> _TEXT SECTION_:
[start]

The role of a second appellate court in the evaluation of evidences is also well articulated upon by this Court in MILLY MASEMBE -Vs- SUGAR CORPORATION AND ANOTHER, CIVIL APPEAL NO.1 OF 2000, (supra). The test seems to be whether the trial judge failed to take into account any particular circumstances or probabilities or whether the demeanor of the witness whose evidence was accepted was inconsistent with the evidence generally. In the Milly Masembe Case (supra). Mulenga, JSC, observed:-


"In a line of decided cases this Court has settled two guiding principles at its exercise of this power. The first is that failure of the first appellate court to re-evaluate the evidence as a whole is a matter of law and may be a ground of appeal as such. The second is that the Supreme Court, as a second appellate court, is not required to, and will not re-evaluate the evidence as the first appellate court is under duty to do, except where it is clearly necessary."


In that case, the Court of Appeal had differed from the trial court on findings of fact and conclusions drawn therefrom, and the Supreme Court decided that in those circumstances, it was necessary to re-evaluate the evidence.


The appellant has alleged fraud, bad faith and unfair play on the part of the respondents. What evidence was adduced to support this? As already noted, the appellant sought to rely on alleged inconsistencies in exhibits P4, P8, P9A and P9B. In my view the trial court as well as the Court of Appeal appropriately addressed their minds to this evidence and both courts correctly decided that it was insufficient to prove fraud. They both found credible explanations for the alleged inconsistencies in the evidence of DW1, which evidence was not impeached by the appellant. Both courts made similar findings on both facts and law and independently came to the same conclusions.

[end]

> _DATA SUPPLIED_:
[start]

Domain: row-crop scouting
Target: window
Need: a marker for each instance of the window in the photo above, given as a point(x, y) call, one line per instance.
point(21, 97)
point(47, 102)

[end]

> _DIRECTION_:
Transcribe the passage of the appellate ruling that begins at the words "In that case, the" and stops after the words "the same conclusions.". The material above comes from a different source than the text.

> _RESULT BELOW_:
In that case, the Court of Appeal had differed from the trial court on findings of fact and conclusions drawn therefrom, and the Supreme Court decided that in those circumstances, it was necessary to re-evaluate the evidence.


The appellant has alleged fraud, bad faith and unfair play on the part of the respondents. What evidence was adduced to support this? As already noted, the appellant sought to rely on alleged inconsistencies in exhibits P4, P8, P9A and P9B. In my view the trial court as well as the Court of Appeal appropriately addressed their minds to this evidence and both courts correctly decided that it was insufficient to prove fraud. They both found credible explanations for the alleged inconsistencies in the evidence of DW1, which evidence was not impeached by the appellant. Both courts made similar findings on both facts and law and independently came to the same conclusions.